Dataset entries:
- - - -

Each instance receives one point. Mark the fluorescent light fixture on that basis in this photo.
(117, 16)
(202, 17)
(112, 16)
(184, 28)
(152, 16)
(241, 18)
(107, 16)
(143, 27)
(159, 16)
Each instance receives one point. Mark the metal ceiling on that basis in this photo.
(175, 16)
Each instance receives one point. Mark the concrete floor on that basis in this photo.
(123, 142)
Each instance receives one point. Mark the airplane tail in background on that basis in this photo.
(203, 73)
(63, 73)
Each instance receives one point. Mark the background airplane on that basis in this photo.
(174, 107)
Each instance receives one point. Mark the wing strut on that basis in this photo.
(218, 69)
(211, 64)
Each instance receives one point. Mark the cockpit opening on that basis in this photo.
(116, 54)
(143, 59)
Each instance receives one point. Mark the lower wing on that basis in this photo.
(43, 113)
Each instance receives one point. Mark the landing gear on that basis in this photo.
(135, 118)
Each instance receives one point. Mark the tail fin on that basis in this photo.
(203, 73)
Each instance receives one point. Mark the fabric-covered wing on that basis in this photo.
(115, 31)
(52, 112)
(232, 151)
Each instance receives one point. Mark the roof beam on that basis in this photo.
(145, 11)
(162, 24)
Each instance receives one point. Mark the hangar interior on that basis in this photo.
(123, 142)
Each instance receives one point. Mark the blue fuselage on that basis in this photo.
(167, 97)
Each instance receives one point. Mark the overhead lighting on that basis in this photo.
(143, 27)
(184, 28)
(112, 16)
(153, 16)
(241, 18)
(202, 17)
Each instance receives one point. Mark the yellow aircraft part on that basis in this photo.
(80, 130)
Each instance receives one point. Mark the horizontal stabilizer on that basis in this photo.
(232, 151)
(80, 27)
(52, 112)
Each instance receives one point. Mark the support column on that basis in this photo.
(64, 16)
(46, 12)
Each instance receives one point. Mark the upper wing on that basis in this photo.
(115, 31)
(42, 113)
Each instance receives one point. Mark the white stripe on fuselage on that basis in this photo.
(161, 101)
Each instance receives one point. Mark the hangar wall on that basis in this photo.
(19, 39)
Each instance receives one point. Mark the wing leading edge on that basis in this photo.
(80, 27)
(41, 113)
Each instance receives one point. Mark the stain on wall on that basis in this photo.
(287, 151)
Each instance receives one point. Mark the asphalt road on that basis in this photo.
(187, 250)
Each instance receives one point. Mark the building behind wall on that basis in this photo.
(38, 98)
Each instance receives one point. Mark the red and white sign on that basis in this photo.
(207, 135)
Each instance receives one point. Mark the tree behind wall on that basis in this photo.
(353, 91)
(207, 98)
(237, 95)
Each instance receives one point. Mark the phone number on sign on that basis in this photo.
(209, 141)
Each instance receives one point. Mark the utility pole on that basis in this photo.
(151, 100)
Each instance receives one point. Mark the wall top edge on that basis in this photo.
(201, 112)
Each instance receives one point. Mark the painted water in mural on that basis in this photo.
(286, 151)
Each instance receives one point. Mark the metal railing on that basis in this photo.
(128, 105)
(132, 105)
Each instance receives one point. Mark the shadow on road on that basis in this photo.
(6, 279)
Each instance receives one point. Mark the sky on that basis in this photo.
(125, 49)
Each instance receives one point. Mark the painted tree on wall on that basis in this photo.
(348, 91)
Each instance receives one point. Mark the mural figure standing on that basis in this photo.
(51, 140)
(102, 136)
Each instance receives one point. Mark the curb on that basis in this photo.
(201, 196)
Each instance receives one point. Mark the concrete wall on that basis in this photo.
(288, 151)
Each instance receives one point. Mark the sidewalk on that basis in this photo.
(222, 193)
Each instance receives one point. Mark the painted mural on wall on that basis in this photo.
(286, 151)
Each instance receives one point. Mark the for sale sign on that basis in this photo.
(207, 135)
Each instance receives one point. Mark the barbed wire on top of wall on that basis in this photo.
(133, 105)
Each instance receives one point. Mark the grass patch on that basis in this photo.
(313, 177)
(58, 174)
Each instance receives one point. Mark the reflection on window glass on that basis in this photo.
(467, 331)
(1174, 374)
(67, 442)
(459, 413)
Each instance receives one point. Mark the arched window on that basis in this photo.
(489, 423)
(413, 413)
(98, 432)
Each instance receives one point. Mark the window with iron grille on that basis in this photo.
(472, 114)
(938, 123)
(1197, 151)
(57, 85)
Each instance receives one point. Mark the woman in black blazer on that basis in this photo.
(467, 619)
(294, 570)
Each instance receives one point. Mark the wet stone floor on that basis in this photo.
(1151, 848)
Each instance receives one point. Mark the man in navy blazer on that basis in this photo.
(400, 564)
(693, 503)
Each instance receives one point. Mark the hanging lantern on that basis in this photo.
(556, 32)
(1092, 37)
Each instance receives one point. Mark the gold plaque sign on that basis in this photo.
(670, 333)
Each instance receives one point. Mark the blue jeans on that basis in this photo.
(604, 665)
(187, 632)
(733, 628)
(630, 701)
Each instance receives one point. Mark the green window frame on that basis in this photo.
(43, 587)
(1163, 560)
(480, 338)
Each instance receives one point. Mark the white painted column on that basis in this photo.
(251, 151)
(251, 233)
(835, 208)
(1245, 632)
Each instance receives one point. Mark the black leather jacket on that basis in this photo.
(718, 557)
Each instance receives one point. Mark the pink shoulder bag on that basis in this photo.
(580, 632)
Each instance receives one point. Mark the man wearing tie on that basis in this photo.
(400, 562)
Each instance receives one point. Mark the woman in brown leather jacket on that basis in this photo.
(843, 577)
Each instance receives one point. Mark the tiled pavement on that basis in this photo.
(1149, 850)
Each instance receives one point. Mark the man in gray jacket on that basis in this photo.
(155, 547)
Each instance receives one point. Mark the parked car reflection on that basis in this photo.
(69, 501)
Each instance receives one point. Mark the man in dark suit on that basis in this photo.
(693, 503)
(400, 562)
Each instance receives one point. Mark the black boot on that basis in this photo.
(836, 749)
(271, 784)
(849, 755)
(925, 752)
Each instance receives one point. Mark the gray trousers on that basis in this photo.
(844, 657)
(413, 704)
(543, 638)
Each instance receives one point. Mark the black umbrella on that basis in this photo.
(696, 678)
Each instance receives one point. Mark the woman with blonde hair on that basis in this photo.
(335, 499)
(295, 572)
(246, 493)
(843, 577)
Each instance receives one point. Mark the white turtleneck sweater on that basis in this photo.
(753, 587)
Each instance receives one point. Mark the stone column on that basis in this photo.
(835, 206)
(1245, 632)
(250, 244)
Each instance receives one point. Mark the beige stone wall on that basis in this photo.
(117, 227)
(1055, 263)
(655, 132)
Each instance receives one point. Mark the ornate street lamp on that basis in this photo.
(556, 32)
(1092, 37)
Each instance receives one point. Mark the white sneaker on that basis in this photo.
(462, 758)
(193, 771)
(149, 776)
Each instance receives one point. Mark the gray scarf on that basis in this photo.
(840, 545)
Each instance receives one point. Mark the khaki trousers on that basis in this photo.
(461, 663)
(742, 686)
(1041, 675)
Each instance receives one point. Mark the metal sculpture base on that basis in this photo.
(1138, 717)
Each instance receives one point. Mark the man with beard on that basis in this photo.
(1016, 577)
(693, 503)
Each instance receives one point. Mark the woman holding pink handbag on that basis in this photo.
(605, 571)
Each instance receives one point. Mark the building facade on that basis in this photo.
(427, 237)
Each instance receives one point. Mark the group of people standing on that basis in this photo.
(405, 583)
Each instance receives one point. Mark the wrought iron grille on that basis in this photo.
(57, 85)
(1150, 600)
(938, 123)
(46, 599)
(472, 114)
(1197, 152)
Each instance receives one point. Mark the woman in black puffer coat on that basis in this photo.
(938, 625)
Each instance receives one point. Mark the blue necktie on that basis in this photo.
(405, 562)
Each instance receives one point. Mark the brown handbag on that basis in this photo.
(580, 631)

- - - -

» **The problem**: Each of the entries above needs to be given again exactly.

» **Solution for this exercise**:
Each instance receives one point. Mark the fluorescent light fixture on that basis in this photo.
(117, 16)
(202, 17)
(112, 16)
(184, 28)
(152, 16)
(241, 18)
(107, 16)
(143, 27)
(159, 16)
Each instance receives one point. Mark the metal ceiling on that basis in this photo.
(175, 16)
Each instance receives one point. Mark the concrete floor on that basis in this photo.
(123, 142)
Each instance receives one point. Mark the airplane tail in background on that basis in this photo.
(203, 73)
(63, 73)
Each instance receives one point. Mark the background airplane on that basis in this photo.
(174, 107)
Each instance receives one point. Mark the wing strut on that basis in this photo.
(218, 69)
(211, 64)
Each instance receives one point. Mark the cockpit opening on that basis in this photo.
(116, 54)
(143, 59)
Each instance receives one point. Mark the lower wing on that basis in this photo.
(43, 113)
Each instance receives one point. Mark the landing gear on that basis in this photo.
(135, 118)
Each instance receives one point. Mark the tail fin on that basis in this photo.
(203, 73)
Each instance receives one point. Mark the fabric-covered wing on that basis in this photo.
(115, 31)
(52, 112)
(232, 151)
Each instance receives one point. Mark the roof beam on that basis in this photo.
(145, 11)
(162, 24)
Each instance receives one point. Mark the hangar interior on that basis in this photo.
(123, 142)
Each instance receives one point. Mark the blue fuselage on that basis in this photo.
(167, 97)
Each instance receives one point. Mark the overhead lighting on that basis in this photo.
(143, 27)
(184, 28)
(112, 16)
(153, 16)
(241, 18)
(202, 17)
Each instance receives one point. Mark the yellow aircraft part on that basis in this photo.
(80, 130)
Each instance receives one point. Mark the horizontal stabilizer on that basis in this photo.
(232, 151)
(80, 27)
(52, 112)
Each instance receives one point. Mark the support column on that basis in this photo.
(64, 16)
(46, 12)
Each instance receives one point. Mark the upper wing on that basis in this photo.
(115, 31)
(42, 113)
Each instance receives one point. Mark the white stripe on fuselage on that basis in this photo.
(161, 101)
Each instance receives one point. Mark the hangar wall on that basis in this photo.
(19, 39)
Each instance receives one point. Mark the wing leading edge on that basis in this photo.
(80, 27)
(41, 113)
Each instance receives one point. Mark the stain on wall on that basis in this photo.
(287, 151)
Each instance receives one point. Mark the asphalt road on that basis in this photo.
(187, 250)
Each instance receives one point. Mark the building behind wall on that basis in this photo.
(38, 98)
Each instance receives one point. Mark the red and white sign on that basis in this photo.
(207, 135)
Each instance receives one point. Mark the tree behind wall on that basis in this photo.
(353, 91)
(207, 98)
(237, 95)
Each instance receives one point. Mark the phone number on sign on that basis in this photo.
(209, 141)
Each instance receives one point. Mark the utility pole on that basis in this photo.
(151, 100)
Each instance receives one point. Mark the wall top edge on that basis in this photo.
(201, 112)
Each instance receives one point. Mark the painted water in mural on that basis in this photo.
(286, 151)
Each instance receives one point. Mark the metal railing on that basis in this photo.
(128, 105)
(132, 105)
Each instance receives one point. Mark the shadow on road on that basis in this photo.
(6, 279)
Each instance receives one point. Mark the sky on that basis in this photo.
(125, 49)
Each instance receives one point. Mark the painted tree on wall on that basis in this photo.
(348, 91)
Each instance receives one point. Mark the mural figure standing on that basis in this photo.
(51, 140)
(102, 136)
Each instance receives one point. Mark the curb on that basis in this photo.
(201, 196)
Each instance receives one point. Mark the concrete wall on that basis in this photo.
(288, 151)
Each instance receives one point. Mark the sidewalk on that basis in this photo.
(222, 193)
Each instance receives one point. Mark the painted mural on wall on that basis in this photo.
(286, 151)
Each instance receives one point. Mark the for sale sign on that basis in this photo.
(207, 135)
Each instance receives one point. Mark the barbed wire on top of wall on that basis in this photo.
(133, 105)
Each instance receives one point. Mark the grass patch on that basis in this photo.
(313, 177)
(58, 174)
Each instance receives one point. Mark the reflection on window glass on that basis in this photo.
(467, 331)
(1174, 374)
(67, 442)
(459, 413)
Each instance receives one point. Mark the arched window on that basis in this photo.
(489, 423)
(413, 413)
(98, 432)
Each instance receives one point. Mark the window with iron grille on that basis in this photo.
(472, 114)
(938, 123)
(1197, 151)
(57, 85)
Each instance receives one point. Mark the woman in black blazer on that basis in this photo.
(467, 619)
(294, 570)
Each instance receives one point. Mark the wet stone floor on that basis in this photo.
(1151, 848)
Each instance receives one point. Mark the man in navy blazer on that basis in this photo.
(400, 564)
(693, 503)
Each instance receives one point. Mark the hanging lantern on that basis in this photo.
(556, 32)
(1092, 37)
Each instance receives one point. Mark the gold plaque sign on that basis in this photo.
(670, 333)
Each instance receives one point. Mark the blue jeans on that basis in this photo.
(604, 665)
(187, 632)
(733, 628)
(630, 701)
Each instance receives one point. Mark the green window frame on that basis in this photo.
(43, 587)
(1163, 560)
(480, 338)
Each instance receives one point. Mark the white painted column on that basis in this photo.
(251, 151)
(251, 233)
(835, 208)
(1245, 632)
Each instance receives one point. Mark the black leather jacket on that basis in this photo.
(718, 557)
Each instance receives one point. Mark the pink shoulder bag on that basis in this photo.
(580, 632)
Each instance receives one point. Mark the man wearing tie on that basis in this photo.
(400, 562)
Each instance receives one point. Mark the woman in brown leather jacket on that basis in this photo.
(843, 577)
Each instance receives one point. Mark the tiled pavement on that basis in this photo.
(1149, 850)
Each instance receives one point. Mark the man in gray jacket on that basis in this photo.
(155, 547)
Each instance receives one point. Mark the parked car reflection on that basis in this photo.
(69, 501)
Each instance receives one point. Mark the man in dark suit on that basis in this photo.
(693, 503)
(400, 562)
Each instance receives one point. Mark the black boot on that basis in this photo.
(836, 749)
(271, 784)
(849, 755)
(925, 752)
Each instance receives one point. Mark the gray trousers on that basis in this photo.
(844, 657)
(413, 704)
(543, 638)
Each instance receives one point. Mark the black umbrella on that basis in this photo.
(696, 678)
Each instance receives one point. Mark the woman with blonde hair on that basis in this photo.
(335, 499)
(295, 572)
(246, 493)
(843, 577)
Each instance receives one point. Mark the white turtleneck sweater on that basis in this photo.
(753, 587)
Each instance receives one point. Mark the stone column on that basis in this photo.
(835, 206)
(1245, 632)
(250, 244)
Each instance receives one point. Mark the beige stone wall on that basis in this photo.
(117, 227)
(1055, 263)
(655, 132)
Each instance receives one point. Mark the ornate street lamp on that basis in this photo.
(556, 32)
(1092, 37)
Each instance receives one point. Mark the white sneaker on that basis in this photo.
(462, 758)
(193, 771)
(149, 776)
Each instance receives one point. Mark the gray scarf on that basis in this photo.
(840, 545)
Each instance receives one point. Mark the khaki trousers on that basis in this photo.
(461, 663)
(742, 686)
(1041, 675)
Each instance receives one point. Mark the metal sculpture base on that basis in this photo.
(1138, 717)
Each instance receives one point. Mark the man with beard on that basis in this photo.
(1016, 577)
(693, 503)
Each instance receives one point. Mark the woman holding pink handbag on that basis in this photo.
(605, 571)
Each instance receives one point. Mark the building facade on that basis in this photo.
(427, 237)
Each instance receives one point. Mark the group of people standing on that basis in this photo.
(405, 583)
Each instance receives one point. Mark the wrought iron grille on that basis in this photo.
(57, 85)
(1150, 600)
(938, 123)
(46, 599)
(472, 114)
(1197, 152)
Each instance receives one point. Mark the woman in black puffer coat on that basis in this photo.
(938, 625)
Each instance receives one point. Mark the blue necktie on that basis in this photo.
(405, 562)
Each instance receives one point. Mark the brown handbag on that basis in this photo.
(580, 631)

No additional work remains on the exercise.